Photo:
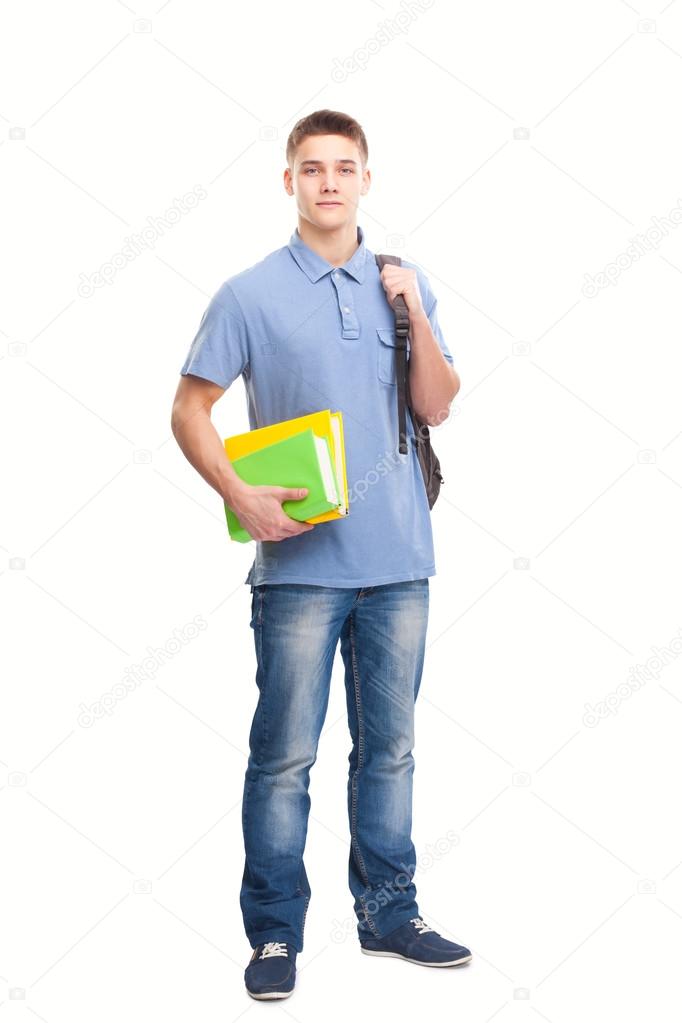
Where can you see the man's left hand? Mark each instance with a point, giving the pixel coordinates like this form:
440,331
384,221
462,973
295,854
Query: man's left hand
402,280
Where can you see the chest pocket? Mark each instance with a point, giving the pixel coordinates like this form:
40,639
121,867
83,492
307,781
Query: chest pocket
385,356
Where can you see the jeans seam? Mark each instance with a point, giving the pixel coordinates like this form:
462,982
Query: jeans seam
354,790
261,650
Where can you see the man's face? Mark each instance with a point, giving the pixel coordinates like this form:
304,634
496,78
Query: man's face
327,180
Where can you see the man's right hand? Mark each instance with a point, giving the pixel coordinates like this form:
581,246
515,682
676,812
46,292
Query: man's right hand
260,512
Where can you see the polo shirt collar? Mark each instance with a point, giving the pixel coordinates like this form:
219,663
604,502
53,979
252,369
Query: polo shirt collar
315,267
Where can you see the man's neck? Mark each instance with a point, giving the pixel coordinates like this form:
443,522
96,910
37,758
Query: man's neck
335,247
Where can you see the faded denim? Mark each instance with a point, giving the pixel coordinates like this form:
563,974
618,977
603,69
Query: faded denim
297,628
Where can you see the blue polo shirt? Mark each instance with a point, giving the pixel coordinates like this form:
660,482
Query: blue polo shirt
304,337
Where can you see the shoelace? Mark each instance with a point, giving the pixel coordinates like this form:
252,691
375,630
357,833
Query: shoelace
273,948
420,926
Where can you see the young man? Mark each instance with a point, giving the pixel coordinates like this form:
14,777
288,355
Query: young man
310,327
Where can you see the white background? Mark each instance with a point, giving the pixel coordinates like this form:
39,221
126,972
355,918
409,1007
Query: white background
515,147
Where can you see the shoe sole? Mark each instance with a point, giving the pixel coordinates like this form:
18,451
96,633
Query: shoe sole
270,994
372,951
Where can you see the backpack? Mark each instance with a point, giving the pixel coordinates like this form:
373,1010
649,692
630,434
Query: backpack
428,461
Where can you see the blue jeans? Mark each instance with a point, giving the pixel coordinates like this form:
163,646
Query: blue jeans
297,628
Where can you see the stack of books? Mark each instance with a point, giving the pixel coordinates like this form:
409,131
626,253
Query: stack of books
307,452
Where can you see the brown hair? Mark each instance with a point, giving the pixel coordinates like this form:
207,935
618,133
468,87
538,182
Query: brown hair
326,123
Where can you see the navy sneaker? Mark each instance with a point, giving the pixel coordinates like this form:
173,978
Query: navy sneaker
417,942
271,971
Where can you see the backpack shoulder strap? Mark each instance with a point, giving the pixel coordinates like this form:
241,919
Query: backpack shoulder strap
402,330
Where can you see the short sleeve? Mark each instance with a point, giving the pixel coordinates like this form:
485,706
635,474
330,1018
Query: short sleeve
430,308
220,349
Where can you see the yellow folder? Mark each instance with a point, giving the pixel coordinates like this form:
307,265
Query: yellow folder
324,424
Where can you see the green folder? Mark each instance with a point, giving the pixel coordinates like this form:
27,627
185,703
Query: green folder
301,460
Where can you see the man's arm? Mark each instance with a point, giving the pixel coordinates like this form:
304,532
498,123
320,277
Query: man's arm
196,436
259,508
434,383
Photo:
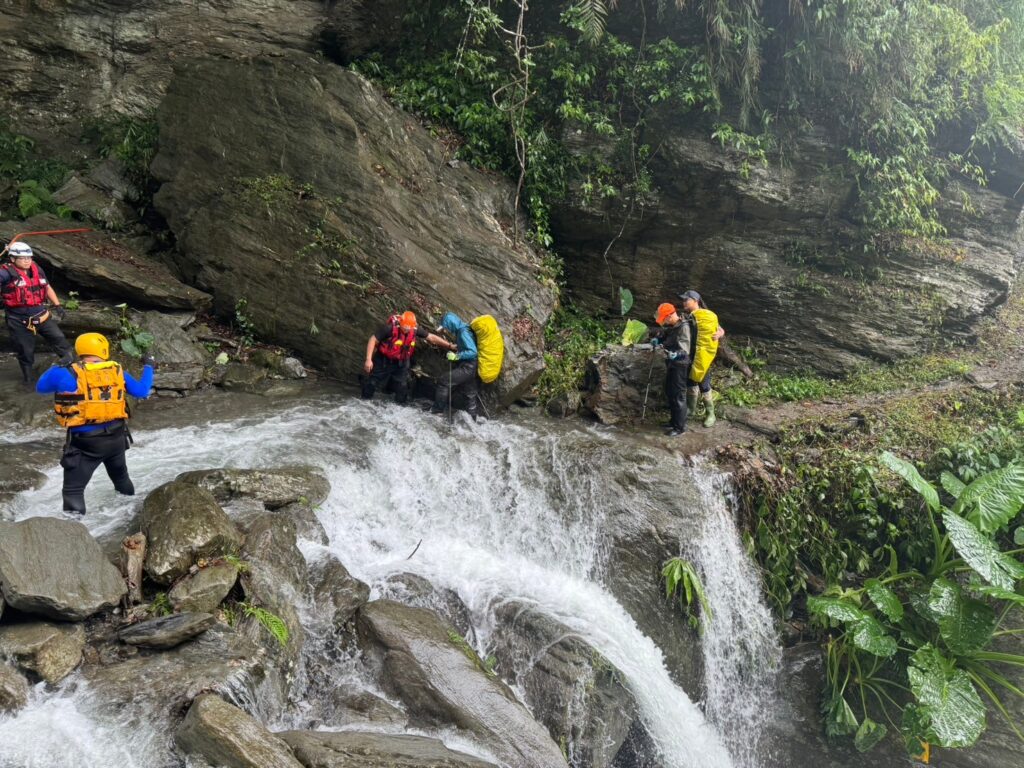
━━━━━━
_Written request:_
Can you rewrite every line above as a JSON list of strings, one string per line, with blank lines dropped and the pictures left out?

_Worked solution:_
[
  "Photo:",
  "Where can you see the man's left hand? Mark each instance with a point, giving the pixel coordinates like this form:",
  "440,331",
  "384,221",
  "462,973",
  "295,854",
  "Query: man's left hand",
  "402,280",
  "Where can you see the chest pocket? Mark each instance with a point, giving the pixel coordinates like this form:",
  "40,639",
  "121,867",
  "83,492",
  "307,781",
  "Query: chest pocket",
  "385,356",
  "Where can you see the jeans seam? Mark each instance with a point, giving the pixel coordinates like this form:",
  "462,982",
  "Query: jeans seam",
  "354,790",
  "261,650",
  "Where can you see the man's face? Mark each instance with a point, giving the pixel coordinates like this form:",
  "304,634",
  "496,78",
  "Query: man's face",
  "327,180",
  "Where can you see the man's right hand? Mark each instance with a point, giving the pixel coordinates like this form:",
  "581,246",
  "515,682",
  "676,812",
  "46,292",
  "Query: man's right hand",
  "260,512",
  "Where can you see the polo shirt collar? Mark each instance with a point, giving the pixel coordinates like this form:",
  "219,663",
  "604,502",
  "53,979",
  "252,369",
  "Query: polo shirt collar",
  "315,267",
  "Where can you see the man's neck? Mark each instance with a point, giving the pixel coordinates like this form:",
  "443,522",
  "96,910",
  "37,758",
  "Query: man's neck",
  "335,247",
  "Where can you see the faded denim? Mark each instance with a point, giving the pixel coordinates like this form:",
  "563,974",
  "618,977",
  "603,69",
  "Query: faded denim",
  "297,628",
  "Where can you see the blue polo shirt? Mark each instance with a point, giving the pixel coordinates like this form:",
  "660,482",
  "Query: blue polo shirt",
  "304,337",
  "Where can you see the shoelace? Mark each instance with a point, giving the pixel coordinates like this form:",
  "252,691",
  "375,630",
  "357,833",
  "Query: shoelace",
  "273,948",
  "420,926",
  "Where can you see the young man? Mark each instance with a point, giving the pixel coordinates like this form:",
  "14,777",
  "288,355",
  "Query: young man",
  "310,327",
  "Where can you see the white background? Mark each instance with a point, giving the pixel coordinates like this form:",
  "39,221",
  "126,972",
  "355,918",
  "409,1007",
  "Query: white background",
  "515,147",
  "Where can you see the shoe sole? Mark each instance with a point, giving the pixel coordinates like this form:",
  "18,451",
  "96,633",
  "Query: shoe sole",
  "270,994",
  "372,951",
  "Where can you see the backpack? Mark each instance with a point, giving the pixel coordinates like this form:",
  "373,1010",
  "649,692",
  "630,434",
  "Query: backpack",
  "428,461",
  "Where can you see the blue jeans? Mark each instance with a point, giving the pixel coordinates like this form:",
  "163,646",
  "Query: blue jeans",
  "297,628",
  "Where can you see the stack of books? Mark each instance with a point, giving the pixel coordinates like this form:",
  "409,131",
  "626,253",
  "Query: stack of books",
  "307,452",
  "Where can you see the brown hair? Mark each instance with a point, giving the pixel coordinates like this form:",
  "207,935",
  "618,133",
  "468,87",
  "538,182",
  "Query: brown hair",
  "326,123",
  "Where can you see the navy sneaker? Mark each instance with a point, giving the pixel coordinates like this form:",
  "173,978",
  "Query: navy sneaker",
  "417,942",
  "271,971",
  "Where can you see the backpack shoulder strap? Mark each instance with a point, giving the pixel coordinates like this form:",
  "241,919",
  "Query: backpack shoulder strap",
  "402,330",
  "Where can you see the short sleeve? Mark each instance with a point, giving the pixel coordinates like this form:",
  "485,706",
  "635,474",
  "330,1018",
  "Query: short sleeve",
  "430,308",
  "220,349",
  "Where can you see the yellow folder? Mark each instance with a point, giving the pixel coordinates like this form:",
  "307,265",
  "Query: yellow folder",
  "324,424",
  "Where can you see the green folder? Mark each instance with a point, giving the pixel coordinates like this form:",
  "27,627",
  "185,703",
  "Query: green folder",
  "301,460",
  "Where can you see the man's arm? Mark each instance with a point, giving the pixel coordinates like this form:",
  "304,532",
  "498,123",
  "320,277",
  "Query: man's arm",
  "196,436",
  "259,508",
  "434,383",
  "Photo:"
]